Required task. Copy out the entire passage on the discipline of art history word for word.

Reading passage.
━━━━━━━━━━━━━━━━

This discipline is distinguished from art criticism, which is concerned with placing a relative artistic "value" on individual works with respect to others of generally comparable style, or giving sanction to an entire style or movement; and art theory, which is concerned with the fundamental nature of art and is related more to aesthetics and determination of the essence of beauty and artistic appeal.

Art history is technically not these things. Art history answers the questions, "How did the artist come to create his or her work?" "Who were his or her patrons? His or her teachers? His or her disciples?" "What historical forces shaped the artist's oeuvre, and how did he or she and his or her creation in turn affect the course of events, artistic, political and social?"

Art history (also called history of art) is a term which encompasses several different methods of studying the visual arts; in its most common usage it refers to the academic study of works of art and architecture. The definition is, however, wide-ranging, and some aspects of the discipline overlap with art criticism and art theory, as noted above, and as is demonstrated by Ernst Gombrich's observation that "the field of art history [is] much like Caesar's Gaul, divided into three parts inhabited by three different, though not necessarily hostile tribes: the connoisseurs, the critics and the academic art historians".[1] Works of criticism or of theory have frequently been the pivots around which the understanding of art history has turned.

Definition

Art history is a relatively new academic enterprise. Whereas the analysis of historical trends in, for example, politics, literature, and the sciences, benefits from the clarity and portability of the written word, a true art history relies on faithful reproductions of artworks as a springboard of discussion and study. Advances in photographic reproduction and printing techniques after World War II made this possible. Nevertheless the appreciation and study of the visual arts has intrigued man for millennia. The definition of art history reflects the dichotomy within art; i.e., art as history and in anthropological context; and art as a study in forms.

━━━━━━━━━━━━━━━━

Listing.
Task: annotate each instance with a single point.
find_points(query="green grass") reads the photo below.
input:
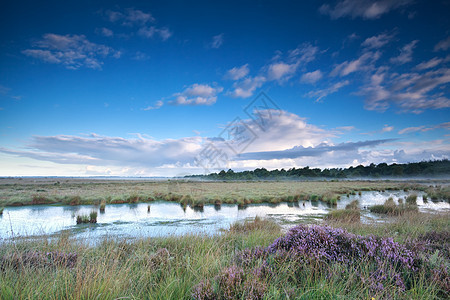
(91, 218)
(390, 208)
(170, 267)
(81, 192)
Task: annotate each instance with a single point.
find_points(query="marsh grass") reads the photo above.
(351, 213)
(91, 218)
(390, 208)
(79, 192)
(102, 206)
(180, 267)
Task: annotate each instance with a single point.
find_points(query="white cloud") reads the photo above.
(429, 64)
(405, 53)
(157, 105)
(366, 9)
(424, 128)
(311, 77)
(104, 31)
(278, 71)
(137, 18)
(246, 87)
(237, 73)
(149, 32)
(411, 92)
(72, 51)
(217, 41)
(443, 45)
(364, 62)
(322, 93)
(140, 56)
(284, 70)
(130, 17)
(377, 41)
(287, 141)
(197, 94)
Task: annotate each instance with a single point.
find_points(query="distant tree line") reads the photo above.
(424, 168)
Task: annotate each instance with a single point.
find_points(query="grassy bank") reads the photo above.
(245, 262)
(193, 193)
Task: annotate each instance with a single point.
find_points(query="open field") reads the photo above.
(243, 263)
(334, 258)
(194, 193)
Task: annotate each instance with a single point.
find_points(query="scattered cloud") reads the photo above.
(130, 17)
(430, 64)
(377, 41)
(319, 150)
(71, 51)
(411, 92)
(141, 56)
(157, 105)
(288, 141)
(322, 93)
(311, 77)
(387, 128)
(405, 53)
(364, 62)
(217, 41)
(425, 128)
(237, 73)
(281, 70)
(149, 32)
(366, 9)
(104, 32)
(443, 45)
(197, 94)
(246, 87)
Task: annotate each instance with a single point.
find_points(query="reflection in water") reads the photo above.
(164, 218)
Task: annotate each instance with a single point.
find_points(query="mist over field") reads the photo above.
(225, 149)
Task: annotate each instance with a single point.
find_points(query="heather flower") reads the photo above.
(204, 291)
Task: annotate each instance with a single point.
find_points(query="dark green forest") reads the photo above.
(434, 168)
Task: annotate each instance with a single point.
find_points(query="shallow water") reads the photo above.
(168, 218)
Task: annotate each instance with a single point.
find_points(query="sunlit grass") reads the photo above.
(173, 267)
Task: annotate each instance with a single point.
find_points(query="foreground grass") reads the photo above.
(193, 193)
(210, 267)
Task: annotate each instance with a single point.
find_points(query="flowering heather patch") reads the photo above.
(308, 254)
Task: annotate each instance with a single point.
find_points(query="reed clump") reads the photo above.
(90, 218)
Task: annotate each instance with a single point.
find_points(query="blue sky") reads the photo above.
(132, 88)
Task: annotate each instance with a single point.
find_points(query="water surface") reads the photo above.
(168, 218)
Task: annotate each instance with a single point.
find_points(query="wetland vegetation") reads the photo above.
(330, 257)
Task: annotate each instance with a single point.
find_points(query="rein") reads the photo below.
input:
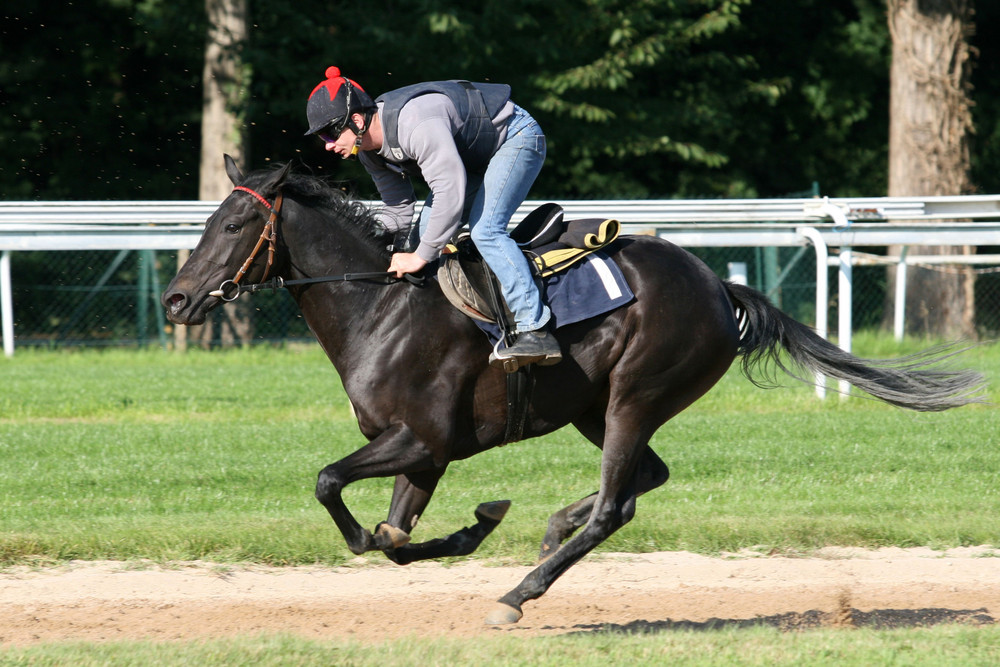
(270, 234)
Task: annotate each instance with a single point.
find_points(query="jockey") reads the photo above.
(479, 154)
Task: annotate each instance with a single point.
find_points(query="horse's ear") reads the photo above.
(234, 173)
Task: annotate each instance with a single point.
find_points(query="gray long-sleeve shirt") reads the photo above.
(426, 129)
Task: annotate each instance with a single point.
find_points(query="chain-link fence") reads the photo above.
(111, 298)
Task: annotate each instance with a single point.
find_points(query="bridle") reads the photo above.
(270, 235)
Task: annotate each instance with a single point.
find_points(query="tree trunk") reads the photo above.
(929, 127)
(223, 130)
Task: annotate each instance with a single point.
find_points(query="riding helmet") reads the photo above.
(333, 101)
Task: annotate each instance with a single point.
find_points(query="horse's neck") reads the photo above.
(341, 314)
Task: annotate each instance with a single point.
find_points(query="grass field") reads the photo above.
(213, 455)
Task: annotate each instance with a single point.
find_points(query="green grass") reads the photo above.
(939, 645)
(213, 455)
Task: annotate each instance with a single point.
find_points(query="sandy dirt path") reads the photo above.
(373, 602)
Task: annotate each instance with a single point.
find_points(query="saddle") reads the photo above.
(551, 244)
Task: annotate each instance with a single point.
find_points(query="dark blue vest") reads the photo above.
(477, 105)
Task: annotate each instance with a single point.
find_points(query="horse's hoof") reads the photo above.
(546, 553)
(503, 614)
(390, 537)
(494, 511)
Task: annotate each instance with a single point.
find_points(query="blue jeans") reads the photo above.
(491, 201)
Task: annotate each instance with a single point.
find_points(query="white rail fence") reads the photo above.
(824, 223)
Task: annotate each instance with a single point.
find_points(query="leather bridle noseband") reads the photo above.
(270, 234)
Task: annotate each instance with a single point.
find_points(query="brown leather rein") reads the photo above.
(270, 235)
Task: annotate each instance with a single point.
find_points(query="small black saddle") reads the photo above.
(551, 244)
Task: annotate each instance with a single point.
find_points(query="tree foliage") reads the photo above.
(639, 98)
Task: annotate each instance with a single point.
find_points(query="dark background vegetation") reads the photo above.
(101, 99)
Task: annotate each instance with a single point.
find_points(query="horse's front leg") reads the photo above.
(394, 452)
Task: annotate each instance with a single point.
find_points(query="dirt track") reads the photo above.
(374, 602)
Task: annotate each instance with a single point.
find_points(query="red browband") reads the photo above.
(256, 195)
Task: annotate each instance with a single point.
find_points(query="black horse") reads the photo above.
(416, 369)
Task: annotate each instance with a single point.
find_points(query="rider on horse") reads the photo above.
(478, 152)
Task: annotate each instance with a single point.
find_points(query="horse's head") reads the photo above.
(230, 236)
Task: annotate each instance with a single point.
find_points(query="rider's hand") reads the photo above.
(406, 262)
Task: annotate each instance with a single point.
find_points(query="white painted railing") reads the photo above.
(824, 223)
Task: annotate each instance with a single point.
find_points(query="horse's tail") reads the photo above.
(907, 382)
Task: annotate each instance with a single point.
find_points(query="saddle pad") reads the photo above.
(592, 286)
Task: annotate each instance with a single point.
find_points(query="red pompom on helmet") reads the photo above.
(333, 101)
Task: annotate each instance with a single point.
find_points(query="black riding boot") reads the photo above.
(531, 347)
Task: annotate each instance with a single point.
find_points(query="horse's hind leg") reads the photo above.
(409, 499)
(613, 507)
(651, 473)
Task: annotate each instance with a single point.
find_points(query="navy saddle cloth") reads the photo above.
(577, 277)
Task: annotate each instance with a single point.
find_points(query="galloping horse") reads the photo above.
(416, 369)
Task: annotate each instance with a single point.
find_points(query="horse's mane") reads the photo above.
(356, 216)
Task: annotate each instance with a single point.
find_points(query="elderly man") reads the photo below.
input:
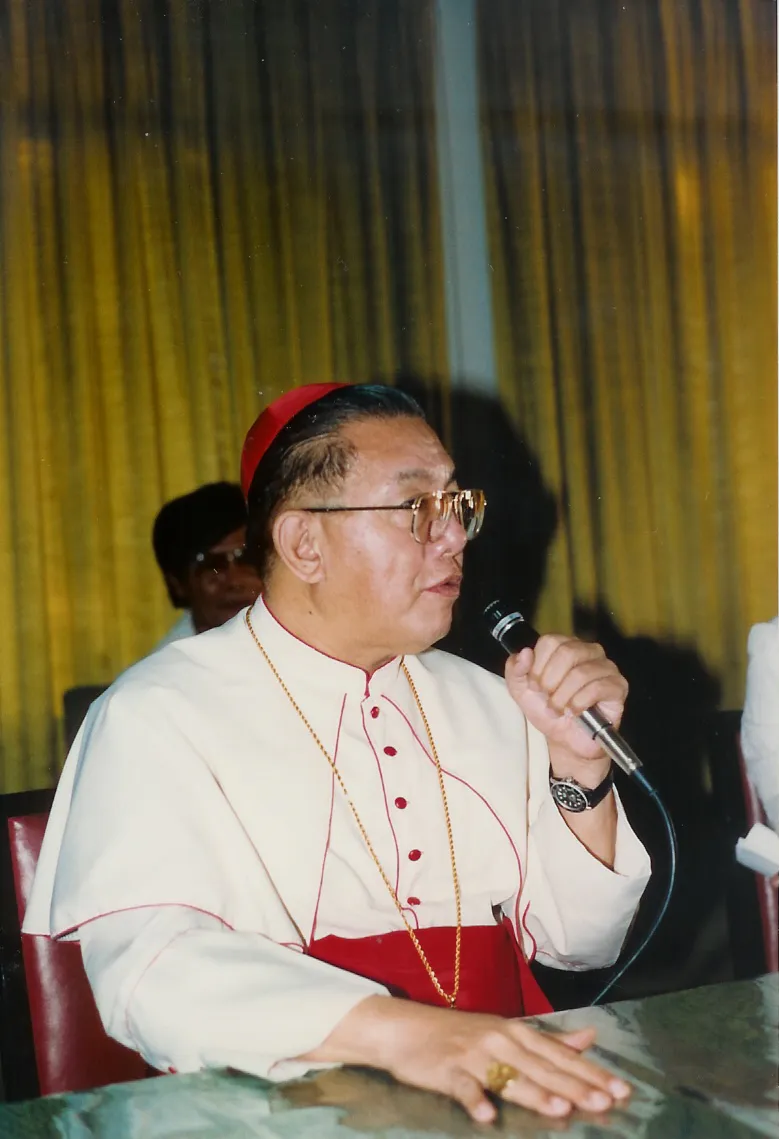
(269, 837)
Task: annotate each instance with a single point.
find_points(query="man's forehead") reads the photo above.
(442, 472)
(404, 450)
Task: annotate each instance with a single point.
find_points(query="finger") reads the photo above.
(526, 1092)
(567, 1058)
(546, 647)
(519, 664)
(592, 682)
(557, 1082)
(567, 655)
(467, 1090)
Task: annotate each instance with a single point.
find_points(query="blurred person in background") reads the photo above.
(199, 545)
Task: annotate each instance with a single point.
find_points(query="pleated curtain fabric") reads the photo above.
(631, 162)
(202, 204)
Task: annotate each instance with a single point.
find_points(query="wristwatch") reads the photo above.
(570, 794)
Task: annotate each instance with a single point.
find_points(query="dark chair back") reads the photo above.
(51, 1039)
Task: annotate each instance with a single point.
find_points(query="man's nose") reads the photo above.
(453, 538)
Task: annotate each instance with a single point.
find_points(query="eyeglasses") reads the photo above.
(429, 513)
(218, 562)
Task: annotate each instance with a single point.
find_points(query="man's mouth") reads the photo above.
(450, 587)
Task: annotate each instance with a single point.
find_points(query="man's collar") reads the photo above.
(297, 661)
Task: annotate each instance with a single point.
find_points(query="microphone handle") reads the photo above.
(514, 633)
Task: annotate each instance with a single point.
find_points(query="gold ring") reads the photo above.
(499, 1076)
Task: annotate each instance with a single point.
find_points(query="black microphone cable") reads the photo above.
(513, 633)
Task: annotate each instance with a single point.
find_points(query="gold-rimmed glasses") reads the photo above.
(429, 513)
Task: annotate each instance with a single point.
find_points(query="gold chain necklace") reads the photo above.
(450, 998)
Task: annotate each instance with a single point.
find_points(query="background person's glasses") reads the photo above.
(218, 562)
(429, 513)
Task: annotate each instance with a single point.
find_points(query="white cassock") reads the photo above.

━━━━━━━━━━━━━━━━

Finished answer.
This discipline is distinguished from art criticism, which is concerned with placing a relative artistic "value" on individual works with respect to others of generally comparable style, or giving sanction to an entire style or movement; and art theory, which is concerned with the fundamental nature of art and is related more to aesthetics and determination of the essence of beauty and artistic appeal.

Art history is technically not these things. Art history answers the questions, "How did the artist come to create his or her work?" "Who were his or her patrons? His or her teachers? His or her disciples?" "What historical forces shaped the artist's oeuvre, and how did he or she and his or her creation in turn affect the course of events, artistic, political and social?"

Art history (also called history of art) is a term which encompasses several different methods of studying the visual arts; in its most common usage it refers to the academic study of works of art and architecture. The definition is, however, wide-ranging, and some aspects of the discipline overlap with art criticism and art theory, as noted above, and as is demonstrated by Ernst Gombrich's observation that "the field of art history [is] much like Caesar's Gaul, divided into three parts inhabited by three different, though not necessarily hostile tribes: the connoisseurs, the critics and the academic art historians".[1] Works of criticism or of theory have frequently been the pivots around which the understanding of art history has turned.

Definition

Art history is a relatively new academic enterprise. Whereas the analysis of historical trends in, for example, politics, literature, and the sciences, benefits from the clarity and portability of the written word, a true art history relies on faithful reproductions of artworks as a springboard of discussion and study. Advances in photographic reproduction and printing techniques after World War II made this possible. Nevertheless the appreciation and study of the visual arts has intrigued man for millennia. The definition of art history reflects the dichotomy within art; i.e., art as history and in anthropological context; and art as a study in forms.